TEXT EXTRACT ->
- - - -

5 Nice Roads from the MD-communityMotorcycle Diaries
Out of the many submissions - some of them prize-winning - we’ve selected five Roads which we believe are true marvels. For all of you to enjoy, over and over again.
Havøysund (85 km, Norway)
The first marvel amongst your admissions is to be found high up north, in the little Norwegian fishing village of Havøysund. It is located at 71° north and quite literally is the end of the road.
The village suddenly pops up, which took contributor Chris Maillet by surprise: if you think about it, it ‘s quite special that there even is such a thing as a viable community situated at the spot where the northernmost point of the Norwegian Scenic Route plunges into the ocean.
The village is one thing, the road leading towards the town center another: its landscape changes constantly and even though it only rises a couple of hundred meters above sea level at its highest, you get the feeling of riding above the treeline.

- - - -

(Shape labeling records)
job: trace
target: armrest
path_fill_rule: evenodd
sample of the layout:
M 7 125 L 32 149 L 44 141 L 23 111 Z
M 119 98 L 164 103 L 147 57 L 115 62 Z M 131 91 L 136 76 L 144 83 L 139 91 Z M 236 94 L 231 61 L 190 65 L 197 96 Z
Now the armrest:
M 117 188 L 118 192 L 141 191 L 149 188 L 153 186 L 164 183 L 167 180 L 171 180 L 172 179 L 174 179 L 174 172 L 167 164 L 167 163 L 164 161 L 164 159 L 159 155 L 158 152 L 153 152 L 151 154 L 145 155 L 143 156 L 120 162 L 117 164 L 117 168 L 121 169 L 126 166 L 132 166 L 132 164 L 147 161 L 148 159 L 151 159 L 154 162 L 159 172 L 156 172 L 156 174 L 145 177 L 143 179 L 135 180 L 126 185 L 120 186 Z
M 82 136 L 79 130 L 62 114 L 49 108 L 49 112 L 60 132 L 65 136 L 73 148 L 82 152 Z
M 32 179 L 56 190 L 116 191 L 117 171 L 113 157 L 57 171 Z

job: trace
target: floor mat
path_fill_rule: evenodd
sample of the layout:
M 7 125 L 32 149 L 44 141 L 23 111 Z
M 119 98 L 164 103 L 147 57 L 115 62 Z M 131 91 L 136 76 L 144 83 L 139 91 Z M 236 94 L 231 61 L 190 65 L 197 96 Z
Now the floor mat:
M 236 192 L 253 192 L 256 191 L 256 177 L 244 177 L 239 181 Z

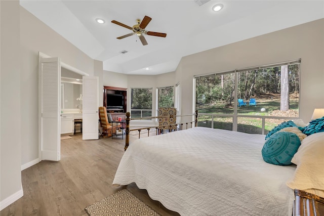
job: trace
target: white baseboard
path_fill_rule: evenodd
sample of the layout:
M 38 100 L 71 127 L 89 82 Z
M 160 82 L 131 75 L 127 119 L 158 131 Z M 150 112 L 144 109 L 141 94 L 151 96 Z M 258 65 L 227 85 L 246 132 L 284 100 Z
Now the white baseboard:
M 28 163 L 25 163 L 24 164 L 22 164 L 21 167 L 21 171 L 28 167 L 30 167 L 33 165 L 35 165 L 35 164 L 39 163 L 39 162 L 40 162 L 40 160 L 41 160 L 39 158 L 37 158 L 33 160 L 32 160 L 31 161 L 29 161 Z
M 24 191 L 22 190 L 22 185 L 20 190 L 0 202 L 0 211 L 22 197 L 23 195 Z

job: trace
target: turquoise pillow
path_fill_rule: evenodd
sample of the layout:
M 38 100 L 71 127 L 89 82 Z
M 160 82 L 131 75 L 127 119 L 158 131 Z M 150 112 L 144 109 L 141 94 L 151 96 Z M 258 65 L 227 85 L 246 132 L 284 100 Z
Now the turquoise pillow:
M 274 127 L 272 130 L 269 132 L 267 136 L 265 136 L 265 139 L 269 138 L 274 133 L 278 132 L 280 129 L 284 128 L 285 127 L 296 127 L 298 126 L 293 121 L 289 120 L 288 121 L 284 121 L 280 124 L 278 124 L 278 126 L 276 126 Z
M 324 117 L 317 118 L 309 122 L 309 124 L 305 127 L 303 133 L 307 136 L 315 133 L 324 132 Z
M 265 141 L 262 150 L 262 157 L 267 163 L 282 166 L 291 164 L 300 144 L 300 139 L 296 134 L 276 133 Z

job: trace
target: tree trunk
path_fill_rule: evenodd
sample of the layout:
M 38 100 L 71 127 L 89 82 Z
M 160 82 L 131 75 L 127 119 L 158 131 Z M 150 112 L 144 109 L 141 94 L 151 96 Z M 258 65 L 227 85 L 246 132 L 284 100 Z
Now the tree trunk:
M 251 95 L 252 94 L 252 90 L 253 90 L 253 88 L 254 87 L 254 84 L 255 84 L 255 79 L 257 78 L 257 75 L 258 71 L 256 70 L 254 72 L 254 76 L 253 76 L 253 79 L 252 80 L 251 86 L 250 87 L 250 90 L 249 91 L 249 95 L 248 95 L 248 98 L 251 98 Z
M 289 109 L 289 74 L 288 65 L 281 67 L 280 110 Z

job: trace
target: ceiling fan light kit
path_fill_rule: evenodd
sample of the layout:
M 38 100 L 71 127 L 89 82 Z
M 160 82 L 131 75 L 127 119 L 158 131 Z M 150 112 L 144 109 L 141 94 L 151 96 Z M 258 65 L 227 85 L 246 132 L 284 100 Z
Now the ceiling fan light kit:
M 103 20 L 102 19 L 100 19 L 100 18 L 96 19 L 96 21 L 97 21 L 97 23 L 100 23 L 100 24 L 104 24 L 105 22 L 104 20 Z
M 133 31 L 133 33 L 130 33 L 129 34 L 125 34 L 125 35 L 120 36 L 120 37 L 117 37 L 117 39 L 125 38 L 125 37 L 127 37 L 133 35 L 134 34 L 136 34 L 139 37 L 141 42 L 142 42 L 142 44 L 143 46 L 145 46 L 147 45 L 148 44 L 146 41 L 146 39 L 144 36 L 144 35 L 145 35 L 156 36 L 162 37 L 166 37 L 167 36 L 167 34 L 165 33 L 155 32 L 153 31 L 146 31 L 145 30 L 145 28 L 146 27 L 147 25 L 148 25 L 148 23 L 149 23 L 151 20 L 152 18 L 148 17 L 147 16 L 145 16 L 143 19 L 143 20 L 142 20 L 142 22 L 141 22 L 141 20 L 139 19 L 136 20 L 137 24 L 133 26 L 133 27 L 125 25 L 125 24 L 120 23 L 118 21 L 116 21 L 116 20 L 112 20 L 111 22 L 116 25 L 124 27 L 124 28 L 132 30 Z
M 219 11 L 221 10 L 222 10 L 223 7 L 224 6 L 221 4 L 218 4 L 217 5 L 215 5 L 214 6 L 213 6 L 212 10 L 213 10 L 213 11 L 215 11 L 217 12 L 217 11 Z

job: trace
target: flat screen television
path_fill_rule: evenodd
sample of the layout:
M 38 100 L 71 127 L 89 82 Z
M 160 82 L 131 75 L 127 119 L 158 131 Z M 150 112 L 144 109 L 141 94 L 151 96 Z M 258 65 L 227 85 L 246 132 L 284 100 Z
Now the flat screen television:
M 122 108 L 124 106 L 123 95 L 107 94 L 107 108 Z

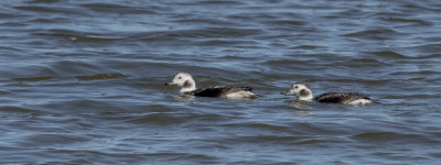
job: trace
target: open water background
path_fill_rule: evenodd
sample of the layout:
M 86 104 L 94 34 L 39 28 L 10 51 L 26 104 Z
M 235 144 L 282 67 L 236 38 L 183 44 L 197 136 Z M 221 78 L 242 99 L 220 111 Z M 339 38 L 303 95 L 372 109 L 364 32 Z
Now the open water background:
M 439 164 L 440 96 L 439 0 L 0 1 L 0 164 Z

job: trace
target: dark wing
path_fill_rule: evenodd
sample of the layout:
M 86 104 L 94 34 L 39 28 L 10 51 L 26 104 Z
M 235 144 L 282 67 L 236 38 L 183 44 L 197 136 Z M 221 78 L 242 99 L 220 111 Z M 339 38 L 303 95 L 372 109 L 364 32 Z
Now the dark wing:
M 357 99 L 369 99 L 368 97 L 355 92 L 327 92 L 319 95 L 314 100 L 327 103 L 345 103 Z
M 250 87 L 226 87 L 226 86 L 215 86 L 209 88 L 200 88 L 193 91 L 194 96 L 198 97 L 224 97 L 232 92 L 237 91 L 251 91 L 252 88 Z

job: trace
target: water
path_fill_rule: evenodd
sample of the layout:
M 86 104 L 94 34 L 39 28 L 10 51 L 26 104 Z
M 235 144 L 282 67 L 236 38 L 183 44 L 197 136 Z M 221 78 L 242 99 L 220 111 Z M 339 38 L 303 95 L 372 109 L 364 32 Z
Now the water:
M 1 164 L 438 164 L 441 2 L 0 1 Z M 255 100 L 181 100 L 250 86 Z M 298 108 L 280 91 L 380 105 Z

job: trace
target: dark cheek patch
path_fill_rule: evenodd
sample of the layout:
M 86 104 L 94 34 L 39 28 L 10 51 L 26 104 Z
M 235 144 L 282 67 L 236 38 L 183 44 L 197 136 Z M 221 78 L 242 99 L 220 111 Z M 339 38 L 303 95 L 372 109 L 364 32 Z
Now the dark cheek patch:
M 185 80 L 184 82 L 184 87 L 190 88 L 192 87 L 192 82 L 190 82 L 189 80 Z

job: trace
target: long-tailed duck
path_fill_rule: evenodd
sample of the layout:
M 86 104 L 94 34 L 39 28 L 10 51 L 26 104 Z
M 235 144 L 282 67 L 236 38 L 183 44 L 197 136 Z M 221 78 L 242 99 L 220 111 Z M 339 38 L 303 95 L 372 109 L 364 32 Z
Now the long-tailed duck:
M 181 86 L 181 95 L 190 95 L 197 97 L 213 97 L 213 98 L 226 98 L 226 99 L 255 99 L 259 97 L 252 94 L 250 87 L 227 87 L 227 86 L 215 86 L 208 88 L 196 88 L 196 82 L 193 77 L 187 73 L 178 73 L 173 80 L 165 85 L 178 85 Z
M 299 100 L 315 100 L 325 103 L 343 103 L 352 106 L 364 106 L 368 103 L 374 103 L 370 98 L 356 92 L 327 92 L 319 95 L 316 97 L 312 97 L 311 88 L 308 84 L 304 82 L 293 84 L 290 89 L 282 91 L 282 95 L 295 95 Z

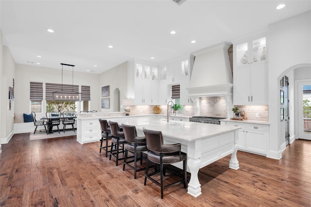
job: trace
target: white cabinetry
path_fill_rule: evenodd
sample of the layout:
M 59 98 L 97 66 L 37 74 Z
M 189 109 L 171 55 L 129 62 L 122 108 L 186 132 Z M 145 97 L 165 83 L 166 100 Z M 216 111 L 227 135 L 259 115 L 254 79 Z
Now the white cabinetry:
M 266 38 L 234 44 L 233 104 L 268 104 Z
M 158 70 L 147 64 L 135 63 L 134 73 L 135 104 L 156 104 L 158 99 Z
M 170 117 L 170 120 L 179 121 L 189 121 L 189 118 L 178 117 L 177 116 L 174 116 L 174 115 L 171 115 Z
M 81 144 L 99 141 L 101 138 L 98 119 L 77 121 L 77 141 Z
M 240 126 L 239 149 L 260 155 L 267 154 L 268 126 L 243 124 L 239 122 L 227 122 L 226 125 Z
M 180 82 L 181 72 L 180 72 L 180 62 L 171 63 L 166 66 L 168 84 L 179 84 Z

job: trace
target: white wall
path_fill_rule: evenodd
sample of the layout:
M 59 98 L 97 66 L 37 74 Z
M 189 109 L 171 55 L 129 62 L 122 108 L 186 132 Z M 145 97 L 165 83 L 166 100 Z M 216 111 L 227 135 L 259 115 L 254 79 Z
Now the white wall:
M 7 143 L 13 135 L 14 101 L 11 101 L 11 108 L 9 110 L 9 86 L 13 86 L 13 78 L 15 72 L 15 62 L 10 49 L 3 46 L 2 73 L 1 81 L 1 143 Z
M 61 84 L 61 66 L 59 69 L 16 64 L 15 78 L 15 110 L 18 114 L 29 113 L 29 83 L 31 82 Z M 72 71 L 63 70 L 64 84 L 72 84 Z M 100 100 L 98 97 L 99 88 L 98 74 L 73 72 L 73 85 L 89 86 L 91 90 L 90 109 L 99 110 Z M 43 92 L 45 94 L 45 92 Z M 43 99 L 44 99 L 44 98 Z
M 122 104 L 122 99 L 129 98 L 128 97 L 128 74 L 129 71 L 129 63 L 128 61 L 121 64 L 114 68 L 101 73 L 99 76 L 99 92 L 97 96 L 102 97 L 102 87 L 110 86 L 110 96 L 105 98 L 110 98 L 110 108 L 105 109 L 100 107 L 100 111 L 103 112 L 114 111 L 113 104 L 112 102 L 115 100 L 114 92 L 116 88 L 119 88 L 120 91 L 120 103 Z M 122 110 L 121 109 L 121 110 Z M 99 110 L 100 111 L 100 110 Z
M 0 5 L 1 4 L 0 3 Z M 1 21 L 0 21 L 0 24 Z M 1 27 L 0 27 L 0 28 Z M 2 32 L 1 30 L 0 30 L 0 100 L 2 98 L 2 96 L 3 94 L 2 93 L 1 88 L 2 88 Z M 0 102 L 0 113 L 2 113 L 2 105 L 3 104 L 2 102 Z M 2 121 L 0 118 L 0 126 L 2 126 Z M 2 137 L 2 131 L 3 131 L 2 128 L 0 126 L 0 139 Z M 1 146 L 1 142 L 0 142 L 0 153 L 2 151 L 2 147 Z
M 272 24 L 268 27 L 269 117 L 268 156 L 281 157 L 285 130 L 280 121 L 279 78 L 290 69 L 311 64 L 311 11 Z

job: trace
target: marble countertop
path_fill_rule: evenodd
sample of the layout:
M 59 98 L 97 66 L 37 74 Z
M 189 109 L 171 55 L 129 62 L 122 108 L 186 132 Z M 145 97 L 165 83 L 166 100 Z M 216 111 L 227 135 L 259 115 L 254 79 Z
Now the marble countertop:
M 158 116 L 156 117 L 124 117 L 107 118 L 108 121 L 135 125 L 138 131 L 143 127 L 147 129 L 161 131 L 166 137 L 178 139 L 192 141 L 197 139 L 208 138 L 240 129 L 240 127 L 217 124 L 208 124 L 188 121 L 170 121 Z
M 239 121 L 239 120 L 231 120 L 229 119 L 226 119 L 224 120 L 221 120 L 221 121 L 226 121 L 226 122 L 236 122 L 241 123 L 250 123 L 250 124 L 262 124 L 262 125 L 270 125 L 270 123 L 268 121 L 258 121 L 256 120 L 243 120 L 243 121 Z

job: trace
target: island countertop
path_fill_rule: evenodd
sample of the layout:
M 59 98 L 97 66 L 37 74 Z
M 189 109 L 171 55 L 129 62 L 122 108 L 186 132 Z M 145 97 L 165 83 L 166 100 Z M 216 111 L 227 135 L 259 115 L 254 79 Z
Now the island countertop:
M 138 130 L 142 131 L 143 127 L 147 129 L 161 131 L 167 137 L 185 140 L 188 142 L 208 138 L 234 131 L 240 127 L 210 124 L 188 121 L 170 121 L 166 119 L 149 117 L 126 117 L 105 118 L 107 121 L 135 125 Z

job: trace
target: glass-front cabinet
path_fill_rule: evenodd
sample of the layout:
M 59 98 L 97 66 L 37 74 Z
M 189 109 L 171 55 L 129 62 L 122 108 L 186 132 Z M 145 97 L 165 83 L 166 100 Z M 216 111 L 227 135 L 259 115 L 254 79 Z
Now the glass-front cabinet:
M 268 104 L 265 35 L 233 44 L 233 104 Z
M 235 46 L 235 65 L 240 67 L 251 64 L 264 63 L 267 61 L 266 53 L 265 36 L 238 43 Z
M 134 63 L 133 63 L 134 62 Z M 152 63 L 135 60 L 134 65 L 134 96 L 135 105 L 145 105 L 157 102 L 158 68 Z M 155 64 L 154 64 L 155 65 Z M 132 76 L 133 77 L 133 76 Z

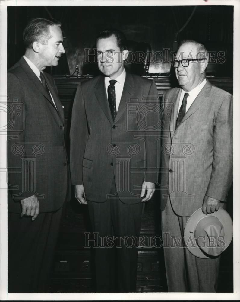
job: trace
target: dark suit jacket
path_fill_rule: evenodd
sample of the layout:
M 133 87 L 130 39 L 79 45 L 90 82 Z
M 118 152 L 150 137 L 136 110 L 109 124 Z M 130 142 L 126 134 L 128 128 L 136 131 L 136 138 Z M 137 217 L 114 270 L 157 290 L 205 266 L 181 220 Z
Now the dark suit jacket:
M 104 77 L 80 84 L 72 115 L 70 170 L 73 184 L 83 184 L 87 199 L 104 202 L 114 175 L 125 203 L 140 202 L 144 180 L 156 182 L 159 106 L 154 82 L 127 73 L 114 122 Z
M 59 209 L 69 198 L 64 117 L 52 77 L 44 73 L 57 108 L 22 57 L 8 74 L 8 210 L 34 194 L 40 212 Z M 68 192 L 68 196 L 67 196 Z
M 163 97 L 161 208 L 169 196 L 177 215 L 190 216 L 205 195 L 224 201 L 232 183 L 232 96 L 207 81 L 175 130 L 181 92 Z

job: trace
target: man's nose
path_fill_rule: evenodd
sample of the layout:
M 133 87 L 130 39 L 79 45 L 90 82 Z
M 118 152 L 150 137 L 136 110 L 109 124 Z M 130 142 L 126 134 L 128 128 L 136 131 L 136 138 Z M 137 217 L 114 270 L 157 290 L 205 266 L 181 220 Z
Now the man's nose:
M 101 58 L 101 63 L 104 63 L 106 62 L 106 55 L 105 53 L 102 53 L 102 56 Z
M 178 62 L 178 66 L 177 68 L 177 70 L 178 71 L 180 71 L 181 70 L 183 70 L 184 67 L 182 65 L 182 63 L 181 62 Z
M 62 44 L 61 46 L 61 48 L 60 48 L 60 50 L 59 51 L 59 52 L 61 53 L 65 53 L 65 50 L 64 49 L 64 47 Z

- - - -

LIST OF TASKS ->
1 - Reproduce the road article word for word, starting at the words "Havøysund (85 km, Norway)" and stopping after "of the road.".
2 - Using the road article, decide whether each statement agrees with it. Answer yes or no, and quote the words that settle it.
(a) Havøysund lies at 71° north.
(b) At its highest, the road toward the town center climbs more than a thousand meters above sea level.
(c) Five Roads were chosen from the submissions.
3 - List every name of a place, a person, or a route that the road article mentions.

RESPONSES FOR EACH TASK ->
1 -
Havøysund (85 km, Norway)
The first marvel amongst your admissions is to be found high up north, in the little Norwegian fishing village of Havøysund. It is located at 71° north and quite literally is the end of the road.

2 -
(a) Yes: "It is located at 71° north"
(b) No: "it only rises a couple of hundred meters above sea level at its highest"
(c) Yes: "we’ve selected five Roads which we believe are true marvels"

3 -
Havøysund
Norway
Chris Maillet
Norwegian Scenic Route